Records from a collection

· · · ·

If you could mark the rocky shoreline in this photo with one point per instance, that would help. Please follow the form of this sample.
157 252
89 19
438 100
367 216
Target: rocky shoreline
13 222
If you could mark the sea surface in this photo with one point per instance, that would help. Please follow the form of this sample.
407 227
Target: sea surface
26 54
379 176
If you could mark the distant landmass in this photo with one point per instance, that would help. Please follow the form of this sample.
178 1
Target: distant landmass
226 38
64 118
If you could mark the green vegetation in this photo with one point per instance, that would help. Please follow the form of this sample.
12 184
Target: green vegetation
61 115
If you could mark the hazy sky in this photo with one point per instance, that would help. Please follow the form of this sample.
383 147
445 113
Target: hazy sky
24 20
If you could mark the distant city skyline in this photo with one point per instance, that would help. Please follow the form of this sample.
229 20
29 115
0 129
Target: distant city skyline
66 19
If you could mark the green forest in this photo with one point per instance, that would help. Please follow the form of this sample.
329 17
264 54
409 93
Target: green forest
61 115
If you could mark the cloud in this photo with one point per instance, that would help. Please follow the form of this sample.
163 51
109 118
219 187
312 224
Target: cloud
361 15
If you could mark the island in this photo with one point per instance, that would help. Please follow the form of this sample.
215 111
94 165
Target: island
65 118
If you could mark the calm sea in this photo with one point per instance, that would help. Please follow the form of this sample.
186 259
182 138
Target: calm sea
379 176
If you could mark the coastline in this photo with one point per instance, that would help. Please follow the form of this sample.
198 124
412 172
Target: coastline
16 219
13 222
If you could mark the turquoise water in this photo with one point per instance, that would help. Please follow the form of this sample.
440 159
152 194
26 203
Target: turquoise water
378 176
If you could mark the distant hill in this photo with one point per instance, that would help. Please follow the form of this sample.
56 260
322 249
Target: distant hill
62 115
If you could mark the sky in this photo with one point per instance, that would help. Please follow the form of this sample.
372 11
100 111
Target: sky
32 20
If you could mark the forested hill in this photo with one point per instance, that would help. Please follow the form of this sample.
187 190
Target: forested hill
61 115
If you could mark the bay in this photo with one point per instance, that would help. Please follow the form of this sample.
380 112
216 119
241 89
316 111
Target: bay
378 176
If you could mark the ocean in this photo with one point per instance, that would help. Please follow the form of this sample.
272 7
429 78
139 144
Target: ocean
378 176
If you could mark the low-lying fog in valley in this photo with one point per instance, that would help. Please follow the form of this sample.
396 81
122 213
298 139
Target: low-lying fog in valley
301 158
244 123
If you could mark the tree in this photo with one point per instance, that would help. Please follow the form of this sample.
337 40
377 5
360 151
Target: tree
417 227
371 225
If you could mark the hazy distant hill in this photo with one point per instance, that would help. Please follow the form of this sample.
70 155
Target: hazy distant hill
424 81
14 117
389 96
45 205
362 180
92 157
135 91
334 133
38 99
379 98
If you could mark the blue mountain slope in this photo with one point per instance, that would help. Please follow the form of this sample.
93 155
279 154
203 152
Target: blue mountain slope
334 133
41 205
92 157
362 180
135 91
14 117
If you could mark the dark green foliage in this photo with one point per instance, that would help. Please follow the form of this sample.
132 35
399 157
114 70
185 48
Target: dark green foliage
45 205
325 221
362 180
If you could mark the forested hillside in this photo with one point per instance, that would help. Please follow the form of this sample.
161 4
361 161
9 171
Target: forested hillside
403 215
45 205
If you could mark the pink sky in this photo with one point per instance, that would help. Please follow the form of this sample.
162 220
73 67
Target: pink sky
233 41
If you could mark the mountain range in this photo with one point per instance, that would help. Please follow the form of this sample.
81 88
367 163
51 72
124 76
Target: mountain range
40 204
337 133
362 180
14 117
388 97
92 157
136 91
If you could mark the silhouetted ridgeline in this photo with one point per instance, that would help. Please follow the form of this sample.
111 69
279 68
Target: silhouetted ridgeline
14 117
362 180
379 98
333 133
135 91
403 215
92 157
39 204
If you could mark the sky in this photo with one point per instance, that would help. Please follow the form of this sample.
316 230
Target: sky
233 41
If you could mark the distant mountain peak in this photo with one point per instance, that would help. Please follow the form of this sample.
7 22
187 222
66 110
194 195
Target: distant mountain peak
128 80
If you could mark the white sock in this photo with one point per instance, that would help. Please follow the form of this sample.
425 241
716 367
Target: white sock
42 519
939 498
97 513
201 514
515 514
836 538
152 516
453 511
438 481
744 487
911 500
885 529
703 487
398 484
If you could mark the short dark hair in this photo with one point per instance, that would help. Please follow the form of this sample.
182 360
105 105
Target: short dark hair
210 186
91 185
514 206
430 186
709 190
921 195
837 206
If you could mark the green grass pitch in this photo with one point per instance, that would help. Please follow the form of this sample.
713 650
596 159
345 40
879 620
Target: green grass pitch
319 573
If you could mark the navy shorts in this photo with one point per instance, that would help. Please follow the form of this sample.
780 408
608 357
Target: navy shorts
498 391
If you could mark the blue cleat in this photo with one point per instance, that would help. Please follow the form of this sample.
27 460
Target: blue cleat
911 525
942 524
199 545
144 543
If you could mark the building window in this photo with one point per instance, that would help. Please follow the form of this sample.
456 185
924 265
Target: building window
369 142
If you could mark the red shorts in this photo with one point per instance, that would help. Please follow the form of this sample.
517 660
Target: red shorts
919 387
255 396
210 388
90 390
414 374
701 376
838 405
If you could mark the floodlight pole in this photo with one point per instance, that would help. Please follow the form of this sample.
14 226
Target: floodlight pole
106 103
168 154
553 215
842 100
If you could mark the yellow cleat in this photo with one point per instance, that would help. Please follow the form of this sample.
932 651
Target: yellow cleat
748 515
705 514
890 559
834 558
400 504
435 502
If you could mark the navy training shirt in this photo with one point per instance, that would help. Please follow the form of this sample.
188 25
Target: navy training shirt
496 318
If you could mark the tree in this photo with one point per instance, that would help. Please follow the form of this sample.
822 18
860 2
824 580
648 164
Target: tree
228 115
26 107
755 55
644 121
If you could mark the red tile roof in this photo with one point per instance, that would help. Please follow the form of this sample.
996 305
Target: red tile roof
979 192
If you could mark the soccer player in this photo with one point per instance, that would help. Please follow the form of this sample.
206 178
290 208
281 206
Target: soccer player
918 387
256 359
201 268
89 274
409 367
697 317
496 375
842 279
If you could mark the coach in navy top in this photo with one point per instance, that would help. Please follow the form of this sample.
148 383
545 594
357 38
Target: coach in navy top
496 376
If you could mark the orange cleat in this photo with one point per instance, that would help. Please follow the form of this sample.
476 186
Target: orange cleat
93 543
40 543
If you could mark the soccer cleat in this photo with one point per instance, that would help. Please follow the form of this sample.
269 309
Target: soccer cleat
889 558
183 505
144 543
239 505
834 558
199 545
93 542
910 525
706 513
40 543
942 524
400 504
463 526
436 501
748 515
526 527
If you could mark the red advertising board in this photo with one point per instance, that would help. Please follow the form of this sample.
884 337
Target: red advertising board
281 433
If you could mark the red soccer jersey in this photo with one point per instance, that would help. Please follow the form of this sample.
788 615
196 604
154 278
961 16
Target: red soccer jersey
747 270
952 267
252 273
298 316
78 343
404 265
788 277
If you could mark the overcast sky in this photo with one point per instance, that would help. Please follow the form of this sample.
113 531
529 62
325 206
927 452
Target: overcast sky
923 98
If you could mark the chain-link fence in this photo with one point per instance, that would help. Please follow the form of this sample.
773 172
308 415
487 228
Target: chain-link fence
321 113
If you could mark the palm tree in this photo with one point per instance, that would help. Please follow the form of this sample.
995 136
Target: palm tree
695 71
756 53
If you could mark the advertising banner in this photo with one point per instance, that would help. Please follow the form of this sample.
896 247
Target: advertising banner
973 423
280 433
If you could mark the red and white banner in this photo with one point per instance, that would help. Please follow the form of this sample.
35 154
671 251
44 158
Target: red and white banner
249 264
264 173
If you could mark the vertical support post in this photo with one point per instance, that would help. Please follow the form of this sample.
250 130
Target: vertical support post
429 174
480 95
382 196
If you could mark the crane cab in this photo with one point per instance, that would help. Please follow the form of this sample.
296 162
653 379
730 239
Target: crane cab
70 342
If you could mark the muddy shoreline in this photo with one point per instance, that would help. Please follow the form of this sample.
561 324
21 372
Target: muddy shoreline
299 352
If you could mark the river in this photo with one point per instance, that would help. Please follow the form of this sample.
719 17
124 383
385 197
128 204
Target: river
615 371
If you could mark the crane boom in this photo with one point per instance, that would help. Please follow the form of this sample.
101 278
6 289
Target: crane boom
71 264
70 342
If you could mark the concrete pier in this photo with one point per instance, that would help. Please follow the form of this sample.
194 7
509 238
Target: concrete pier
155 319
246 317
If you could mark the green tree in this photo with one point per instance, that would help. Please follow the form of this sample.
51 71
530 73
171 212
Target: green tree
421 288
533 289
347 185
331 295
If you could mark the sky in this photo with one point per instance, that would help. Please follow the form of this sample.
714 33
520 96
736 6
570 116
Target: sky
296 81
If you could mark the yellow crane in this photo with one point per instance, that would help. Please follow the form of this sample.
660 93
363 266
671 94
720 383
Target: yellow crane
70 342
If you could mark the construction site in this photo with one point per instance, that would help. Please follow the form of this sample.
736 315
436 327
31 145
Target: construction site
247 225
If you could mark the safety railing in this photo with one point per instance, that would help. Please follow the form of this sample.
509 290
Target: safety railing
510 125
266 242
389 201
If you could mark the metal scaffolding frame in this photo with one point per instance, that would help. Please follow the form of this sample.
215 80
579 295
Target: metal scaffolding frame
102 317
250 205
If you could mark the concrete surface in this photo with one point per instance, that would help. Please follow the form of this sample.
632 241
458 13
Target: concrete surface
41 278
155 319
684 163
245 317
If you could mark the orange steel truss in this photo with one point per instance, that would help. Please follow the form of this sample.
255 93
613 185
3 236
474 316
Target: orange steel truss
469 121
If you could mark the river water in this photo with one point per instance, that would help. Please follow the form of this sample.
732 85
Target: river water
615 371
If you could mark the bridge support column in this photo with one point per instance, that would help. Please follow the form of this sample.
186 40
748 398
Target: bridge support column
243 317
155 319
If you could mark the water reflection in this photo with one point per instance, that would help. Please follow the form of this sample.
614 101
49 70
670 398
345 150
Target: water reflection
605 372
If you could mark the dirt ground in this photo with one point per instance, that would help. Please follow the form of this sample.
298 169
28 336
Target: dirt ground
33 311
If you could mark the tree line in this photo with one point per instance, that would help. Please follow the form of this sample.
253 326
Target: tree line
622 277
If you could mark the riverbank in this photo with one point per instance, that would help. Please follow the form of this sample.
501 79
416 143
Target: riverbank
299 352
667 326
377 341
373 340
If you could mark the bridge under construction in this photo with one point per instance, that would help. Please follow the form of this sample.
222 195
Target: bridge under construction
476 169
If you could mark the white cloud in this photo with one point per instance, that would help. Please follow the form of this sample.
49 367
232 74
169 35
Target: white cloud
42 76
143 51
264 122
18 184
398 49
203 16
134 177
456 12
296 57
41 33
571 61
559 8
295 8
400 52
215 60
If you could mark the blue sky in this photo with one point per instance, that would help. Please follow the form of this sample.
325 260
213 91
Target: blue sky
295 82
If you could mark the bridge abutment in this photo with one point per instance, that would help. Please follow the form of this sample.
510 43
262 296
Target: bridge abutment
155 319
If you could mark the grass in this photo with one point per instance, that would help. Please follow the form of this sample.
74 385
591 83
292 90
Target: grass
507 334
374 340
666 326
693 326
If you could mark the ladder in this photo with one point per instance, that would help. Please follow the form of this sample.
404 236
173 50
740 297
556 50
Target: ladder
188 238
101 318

· · · ·

* [STATED TASK] Every line from the one containing "If you could mark the blue sky" through the end of the entries above must be echoed exactly, with both ends kept.

* [TASK SOLUTION]
If you could mark the blue sky in this photo with one point per instance, that would help. Please follow the form of this sample.
325 260
213 91
Target: blue sky
295 82
If you could mark the bridge abutment in this photo with one point per instance, that would help. Please follow the form of this sample.
510 43
262 296
Target: bridge abutment
155 319
If you could mark the grass in this photo with one point per instance, that would help. Please follow the form of this sample.
74 385
591 83
292 90
Target: grass
507 334
374 340
666 326
693 326
If you could mark the ladder in this photo with one point per instance, that would help. Please follow the form of this sample.
404 236
173 50
740 297
556 50
Target: ladder
188 238
101 318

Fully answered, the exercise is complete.